- _Task requirements_:
Set down all of the entries exactly, leaving nothing out.

[Dataset entries]
<<<<
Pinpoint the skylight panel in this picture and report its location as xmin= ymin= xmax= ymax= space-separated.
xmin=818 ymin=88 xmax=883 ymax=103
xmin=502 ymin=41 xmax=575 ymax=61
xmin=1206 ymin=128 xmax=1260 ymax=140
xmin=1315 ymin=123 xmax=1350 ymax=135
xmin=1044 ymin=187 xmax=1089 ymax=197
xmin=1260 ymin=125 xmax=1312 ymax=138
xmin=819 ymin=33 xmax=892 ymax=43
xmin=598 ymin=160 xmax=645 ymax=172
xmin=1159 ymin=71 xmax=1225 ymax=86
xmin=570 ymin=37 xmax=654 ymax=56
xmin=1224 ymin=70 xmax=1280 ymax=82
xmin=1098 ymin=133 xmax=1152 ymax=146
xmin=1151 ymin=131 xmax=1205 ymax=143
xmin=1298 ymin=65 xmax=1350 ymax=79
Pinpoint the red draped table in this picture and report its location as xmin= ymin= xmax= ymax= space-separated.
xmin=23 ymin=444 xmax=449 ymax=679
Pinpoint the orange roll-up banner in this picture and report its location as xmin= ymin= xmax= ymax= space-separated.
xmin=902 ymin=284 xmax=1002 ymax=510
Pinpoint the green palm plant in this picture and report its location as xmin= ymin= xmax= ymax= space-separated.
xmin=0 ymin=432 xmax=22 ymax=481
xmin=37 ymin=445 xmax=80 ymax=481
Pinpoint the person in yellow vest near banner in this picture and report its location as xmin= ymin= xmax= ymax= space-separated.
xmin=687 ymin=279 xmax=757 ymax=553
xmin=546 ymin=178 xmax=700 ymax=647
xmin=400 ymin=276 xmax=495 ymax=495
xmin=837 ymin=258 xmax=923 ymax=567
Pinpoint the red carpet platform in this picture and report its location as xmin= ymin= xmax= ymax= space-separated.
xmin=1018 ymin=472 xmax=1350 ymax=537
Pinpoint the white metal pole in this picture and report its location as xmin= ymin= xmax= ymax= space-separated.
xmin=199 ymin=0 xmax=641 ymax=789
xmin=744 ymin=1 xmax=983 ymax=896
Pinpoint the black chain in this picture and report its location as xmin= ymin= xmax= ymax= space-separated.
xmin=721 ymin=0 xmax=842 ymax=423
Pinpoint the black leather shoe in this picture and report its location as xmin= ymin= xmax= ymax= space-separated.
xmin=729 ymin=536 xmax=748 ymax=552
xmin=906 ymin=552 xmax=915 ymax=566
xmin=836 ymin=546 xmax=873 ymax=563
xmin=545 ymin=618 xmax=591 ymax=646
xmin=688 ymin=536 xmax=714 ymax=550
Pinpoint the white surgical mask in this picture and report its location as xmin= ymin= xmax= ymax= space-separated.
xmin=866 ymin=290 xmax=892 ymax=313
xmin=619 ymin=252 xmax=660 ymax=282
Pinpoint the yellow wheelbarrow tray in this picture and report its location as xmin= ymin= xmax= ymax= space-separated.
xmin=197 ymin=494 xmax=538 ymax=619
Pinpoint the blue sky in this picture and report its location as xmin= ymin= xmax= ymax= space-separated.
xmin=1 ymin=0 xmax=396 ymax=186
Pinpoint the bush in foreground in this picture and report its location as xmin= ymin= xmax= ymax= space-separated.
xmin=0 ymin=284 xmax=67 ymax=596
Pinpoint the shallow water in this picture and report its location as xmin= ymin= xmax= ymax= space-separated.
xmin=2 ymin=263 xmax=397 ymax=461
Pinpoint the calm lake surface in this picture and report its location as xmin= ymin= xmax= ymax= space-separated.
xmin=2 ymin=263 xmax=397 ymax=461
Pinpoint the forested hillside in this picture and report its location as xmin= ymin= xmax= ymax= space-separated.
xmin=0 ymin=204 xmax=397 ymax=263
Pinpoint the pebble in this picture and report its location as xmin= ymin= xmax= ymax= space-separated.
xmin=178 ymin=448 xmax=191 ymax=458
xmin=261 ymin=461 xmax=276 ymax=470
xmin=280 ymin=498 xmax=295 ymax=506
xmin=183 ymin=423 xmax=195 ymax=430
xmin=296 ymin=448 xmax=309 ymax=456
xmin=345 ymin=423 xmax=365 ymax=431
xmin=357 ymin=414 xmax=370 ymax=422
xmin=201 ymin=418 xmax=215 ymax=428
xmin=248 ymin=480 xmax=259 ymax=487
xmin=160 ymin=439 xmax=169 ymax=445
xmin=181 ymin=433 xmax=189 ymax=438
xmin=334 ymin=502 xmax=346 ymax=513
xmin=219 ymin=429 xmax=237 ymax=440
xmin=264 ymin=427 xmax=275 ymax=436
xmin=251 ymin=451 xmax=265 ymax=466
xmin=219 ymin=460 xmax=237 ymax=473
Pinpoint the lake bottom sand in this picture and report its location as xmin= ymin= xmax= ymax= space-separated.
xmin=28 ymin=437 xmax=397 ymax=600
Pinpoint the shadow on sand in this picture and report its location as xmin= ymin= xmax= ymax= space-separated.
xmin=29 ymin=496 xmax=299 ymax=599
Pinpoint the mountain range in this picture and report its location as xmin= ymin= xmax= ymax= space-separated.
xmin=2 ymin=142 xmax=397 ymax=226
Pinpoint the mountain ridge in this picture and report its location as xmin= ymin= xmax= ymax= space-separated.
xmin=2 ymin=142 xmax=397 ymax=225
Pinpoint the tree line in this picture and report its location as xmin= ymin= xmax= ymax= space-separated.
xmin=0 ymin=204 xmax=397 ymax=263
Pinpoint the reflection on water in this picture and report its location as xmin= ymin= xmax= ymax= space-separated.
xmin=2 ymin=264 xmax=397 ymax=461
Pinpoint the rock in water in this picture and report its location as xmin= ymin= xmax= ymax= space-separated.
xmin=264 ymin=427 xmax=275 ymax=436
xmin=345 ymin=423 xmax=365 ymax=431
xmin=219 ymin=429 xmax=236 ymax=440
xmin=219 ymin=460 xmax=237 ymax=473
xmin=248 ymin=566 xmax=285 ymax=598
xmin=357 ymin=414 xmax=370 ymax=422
>>>>
- _Exercise output_:
Pinpoint the skylight panel in this picture and report its location as xmin= ymin= xmax= ymax= space-separated.
xmin=818 ymin=88 xmax=883 ymax=103
xmin=502 ymin=41 xmax=575 ymax=61
xmin=1206 ymin=128 xmax=1260 ymax=140
xmin=1315 ymin=123 xmax=1350 ymax=135
xmin=1044 ymin=187 xmax=1089 ymax=197
xmin=1260 ymin=125 xmax=1312 ymax=138
xmin=819 ymin=33 xmax=892 ymax=43
xmin=598 ymin=160 xmax=645 ymax=172
xmin=1159 ymin=71 xmax=1225 ymax=86
xmin=570 ymin=37 xmax=654 ymax=56
xmin=1224 ymin=70 xmax=1280 ymax=82
xmin=1098 ymin=133 xmax=1152 ymax=146
xmin=1151 ymin=131 xmax=1205 ymax=143
xmin=1298 ymin=65 xmax=1350 ymax=79
Pinpoint the red draped table in this picture and report its location as xmin= ymin= xmax= ymax= space-separated.
xmin=23 ymin=444 xmax=449 ymax=679
Pinpoint the orange roll-up banner in this picture and report its location as xmin= ymin= xmax= ymax= space-separated.
xmin=902 ymin=284 xmax=1002 ymax=510
Pinpoint the green palm plant in this picture and report its location as xmin= ymin= xmax= ymax= space-separated.
xmin=0 ymin=432 xmax=22 ymax=481
xmin=37 ymin=445 xmax=80 ymax=481
Pinpoint the person in yellow vest near banner in this picture and report its location as xmin= ymin= xmax= ymax= space-separated.
xmin=687 ymin=279 xmax=757 ymax=553
xmin=546 ymin=178 xmax=700 ymax=647
xmin=400 ymin=276 xmax=495 ymax=495
xmin=837 ymin=258 xmax=923 ymax=567
Pinpoint the red carpet platform in this picture and report its location as xmin= ymin= xmax= ymax= space-separated.
xmin=1018 ymin=472 xmax=1350 ymax=537
Pinpoint the white metal pole in this picture and report its location as xmin= ymin= xmax= ymax= space-separated.
xmin=199 ymin=0 xmax=641 ymax=789
xmin=744 ymin=1 xmax=983 ymax=896
Pinpoint the black chain in this picture and report its location as xmin= ymin= xmax= ymax= space-separated.
xmin=721 ymin=0 xmax=842 ymax=423
Pinpoint the black leather shoe in this picture and report its location as xmin= ymin= xmax= ymax= space-separated.
xmin=729 ymin=536 xmax=748 ymax=552
xmin=906 ymin=552 xmax=915 ymax=566
xmin=836 ymin=546 xmax=873 ymax=563
xmin=545 ymin=618 xmax=591 ymax=646
xmin=688 ymin=536 xmax=714 ymax=550
Pinpoint the white surgical mask in this picture and report its location as xmin= ymin= xmax= ymax= space-separated.
xmin=866 ymin=290 xmax=892 ymax=313
xmin=619 ymin=252 xmax=660 ymax=282
Pinpoint the yellow wheelbarrow tray in this picture and report its location as xmin= ymin= xmax= ymax= space-separated.
xmin=197 ymin=494 xmax=538 ymax=619
Pinpoint the blue sky in this picture and report its location as xmin= ymin= xmax= ymax= space-separated.
xmin=1 ymin=0 xmax=396 ymax=186
Pinpoint the bush in foreground in this picture and report its location as xmin= ymin= xmax= ymax= space-separated.
xmin=0 ymin=284 xmax=67 ymax=596
Pinpoint the shallow water in this picture and report its location as xmin= ymin= xmax= ymax= space-separated.
xmin=2 ymin=263 xmax=397 ymax=461
Pinpoint the calm lake surface in this picture and report its location as xmin= ymin= xmax= ymax= space-separated.
xmin=2 ymin=263 xmax=397 ymax=461
Pinpoint the forested hillside in this picture and report its location as xmin= ymin= xmax= ymax= space-separated.
xmin=0 ymin=204 xmax=397 ymax=263
Pinpoint the pebble in this picture and report its location as xmin= ymin= xmax= ymax= space-separated.
xmin=178 ymin=448 xmax=191 ymax=458
xmin=261 ymin=461 xmax=276 ymax=470
xmin=280 ymin=498 xmax=295 ymax=506
xmin=183 ymin=423 xmax=195 ymax=430
xmin=296 ymin=448 xmax=309 ymax=456
xmin=345 ymin=423 xmax=365 ymax=431
xmin=357 ymin=414 xmax=370 ymax=422
xmin=201 ymin=418 xmax=215 ymax=428
xmin=248 ymin=480 xmax=259 ymax=487
xmin=160 ymin=439 xmax=169 ymax=445
xmin=181 ymin=433 xmax=189 ymax=438
xmin=334 ymin=502 xmax=346 ymax=513
xmin=219 ymin=429 xmax=237 ymax=440
xmin=264 ymin=427 xmax=275 ymax=436
xmin=251 ymin=451 xmax=265 ymax=466
xmin=219 ymin=460 xmax=237 ymax=473
Pinpoint the lake bottom sand in this picture and report its location as xmin= ymin= xmax= ymax= space-separated.
xmin=28 ymin=437 xmax=397 ymax=600
Pinpoint the shadow on sand in this picture and report its location as xmin= ymin= xmax= ymax= space-separated.
xmin=29 ymin=496 xmax=299 ymax=599
Pinpoint the mountain range in this picture and report its location as xmin= ymin= xmax= ymax= space-separated.
xmin=2 ymin=142 xmax=397 ymax=226
Pinpoint the mountain ridge in this picture and report its location as xmin= ymin= xmax= ymax= space-separated.
xmin=2 ymin=142 xmax=397 ymax=225
Pinpoint the tree line in this picture and report its location as xmin= ymin= xmax= ymax= space-separated.
xmin=0 ymin=204 xmax=397 ymax=263
Pinpoint the reflection on water in this picture and report its location as xmin= ymin= xmax= ymax= space-separated.
xmin=2 ymin=264 xmax=397 ymax=461
Pinpoint the rock in water in this picture and report its location as xmin= ymin= xmax= ymax= space-separated.
xmin=264 ymin=427 xmax=275 ymax=436
xmin=345 ymin=423 xmax=365 ymax=431
xmin=219 ymin=429 xmax=236 ymax=440
xmin=219 ymin=460 xmax=237 ymax=473
xmin=248 ymin=566 xmax=285 ymax=598
xmin=357 ymin=414 xmax=370 ymax=422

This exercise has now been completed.